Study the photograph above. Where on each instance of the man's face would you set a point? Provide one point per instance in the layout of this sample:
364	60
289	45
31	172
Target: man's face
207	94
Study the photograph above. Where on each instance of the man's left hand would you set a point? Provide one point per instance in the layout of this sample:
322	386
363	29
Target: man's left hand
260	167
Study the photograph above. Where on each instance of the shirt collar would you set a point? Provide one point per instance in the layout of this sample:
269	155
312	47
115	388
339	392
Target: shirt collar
━━━
Your answer should consist of every line from the entries that holds "Where".

Output of the task >>
Study the photograph above. Where on each instance of the man's face would you set a point? Provide one point per instance in the layout of this sample:
Study the photograph above. Where on each instance of the man's left hand would you set a point? Provide one point per instance in the layout of this sample:
Study the photograph above. Where on each instance of the shirt collar would you set a point? Provide one point per instance in the layout of this sample:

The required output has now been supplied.